To do:
Can you output every line of the records below as a numbered list, skipping any blank lines?

Rows from a dataset:
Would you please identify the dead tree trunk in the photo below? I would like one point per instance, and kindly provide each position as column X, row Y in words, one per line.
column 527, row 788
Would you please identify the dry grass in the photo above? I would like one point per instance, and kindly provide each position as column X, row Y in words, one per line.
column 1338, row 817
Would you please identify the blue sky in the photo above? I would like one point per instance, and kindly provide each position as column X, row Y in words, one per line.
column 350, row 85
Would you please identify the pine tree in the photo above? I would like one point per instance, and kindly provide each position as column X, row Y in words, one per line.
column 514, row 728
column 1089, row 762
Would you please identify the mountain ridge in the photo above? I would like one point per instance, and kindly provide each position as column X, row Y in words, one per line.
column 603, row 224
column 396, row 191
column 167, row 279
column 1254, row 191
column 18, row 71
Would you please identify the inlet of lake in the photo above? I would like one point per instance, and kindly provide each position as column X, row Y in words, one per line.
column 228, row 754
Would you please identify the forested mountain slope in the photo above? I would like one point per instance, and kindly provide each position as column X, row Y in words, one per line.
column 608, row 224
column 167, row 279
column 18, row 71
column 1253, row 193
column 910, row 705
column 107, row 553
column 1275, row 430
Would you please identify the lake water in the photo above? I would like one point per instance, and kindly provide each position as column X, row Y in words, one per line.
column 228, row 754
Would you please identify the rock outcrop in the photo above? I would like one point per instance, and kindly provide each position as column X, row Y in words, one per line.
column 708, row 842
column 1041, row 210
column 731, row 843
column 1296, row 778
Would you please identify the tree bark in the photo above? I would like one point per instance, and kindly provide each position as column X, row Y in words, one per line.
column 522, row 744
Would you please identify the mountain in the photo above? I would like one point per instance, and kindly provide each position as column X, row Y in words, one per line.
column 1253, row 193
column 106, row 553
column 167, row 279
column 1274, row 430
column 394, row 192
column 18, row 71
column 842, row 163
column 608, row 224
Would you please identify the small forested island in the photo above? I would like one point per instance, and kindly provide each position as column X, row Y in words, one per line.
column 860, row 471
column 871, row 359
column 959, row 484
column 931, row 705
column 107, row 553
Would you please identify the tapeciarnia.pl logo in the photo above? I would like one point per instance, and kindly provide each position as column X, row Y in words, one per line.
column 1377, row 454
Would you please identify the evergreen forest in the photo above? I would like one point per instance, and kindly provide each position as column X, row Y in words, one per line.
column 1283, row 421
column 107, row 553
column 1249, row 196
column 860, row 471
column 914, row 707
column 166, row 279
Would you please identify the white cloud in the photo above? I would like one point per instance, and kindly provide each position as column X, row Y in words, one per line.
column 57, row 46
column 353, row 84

Result of the task:
1. Would you please identify the dead tree trunk in the photo below? I would like one point per instance, and kindly provide each position as column X, row Y in words, one per line.
2. column 527, row 788
3. Would you please identify the dry grass in the photo above? I would like one point per instance, and kindly provide each position as column X, row Y in words, one per line.
4. column 1338, row 817
5. Would you please identify the blue sky in the photo above? I would like one point per instance, and kindly provide each position as column X, row Y in words, one per line.
6. column 350, row 85
7. Would you please identify the pine tree in the photo above? I would like one point per instance, and kindly provide each position as column X, row Y in words, one per line.
8. column 514, row 728
9. column 1089, row 762
10. Would you please identify the mountain ridge in the photo above? I would like one point per instance, and kindly provide each position as column X, row Y in words, one per line.
11. column 603, row 224
12. column 396, row 191
13. column 167, row 279
14. column 1254, row 191
15. column 18, row 71
16. Would you please identify the inlet of lake in the photo above? I would like one point per instance, and kindly provide each position as column X, row Y in words, one per line.
17. column 228, row 754
18. Would you please identify the forested mountain slope in the photo above? I would like one point per instance, and kindly provide each position as column X, row Y in words, one per line.
19. column 608, row 224
20. column 167, row 279
21. column 18, row 71
22. column 1253, row 193
23. column 910, row 705
24. column 107, row 553
25. column 1275, row 430
26. Would you please identify the lake water in the photo above? I would like one point per instance, and kindly provide each position as column X, row Y in words, one per line.
27. column 228, row 754
28. Would you please identify the rock outcrop in the photo above? I would like one point per instance, and kindly provide each position as column X, row Y in words, one per line.
29. column 708, row 842
30. column 1041, row 210
31. column 731, row 843
32. column 1296, row 778
33. Would you please identify the tree bark in the photo above? I would like one point per instance, and kindly provide each position as column X, row Y in words, one per line.
34. column 522, row 744
35. Would you please identify the mountain in the photo above? I would like one point per instance, and kindly provide each position as column X, row Y in words, one per line.
36. column 1253, row 193
37. column 106, row 553
38. column 167, row 279
39. column 1274, row 430
40. column 394, row 192
41. column 18, row 71
42. column 842, row 163
43. column 608, row 224
44. Would you please identify the small forested island in the photo above? I would like one point per instance, and kindly provide each position as column X, row Y in words, one per line.
45. column 860, row 471
46. column 871, row 359
47. column 959, row 484
48. column 931, row 705
49. column 107, row 553
50. Would you please identify the tapeciarnia.pl logo in the photo above? I would like one point per instance, and kindly provide each position as column X, row Y in words, one per line.
51. column 1377, row 454
52. Would you please identify the evergreen forest in the photo above? I would like one point per instance, and kindly provide each position as column X, row Y in words, one per line.
53. column 1283, row 421
54. column 107, row 553
55. column 1249, row 196
56. column 860, row 471
57. column 914, row 707
58. column 166, row 279
59. Would you please identify the white cloud in the photo above? I would like one point per instance, and kindly provide each position as column X, row Y in words, one per line.
60. column 57, row 46
61. column 353, row 84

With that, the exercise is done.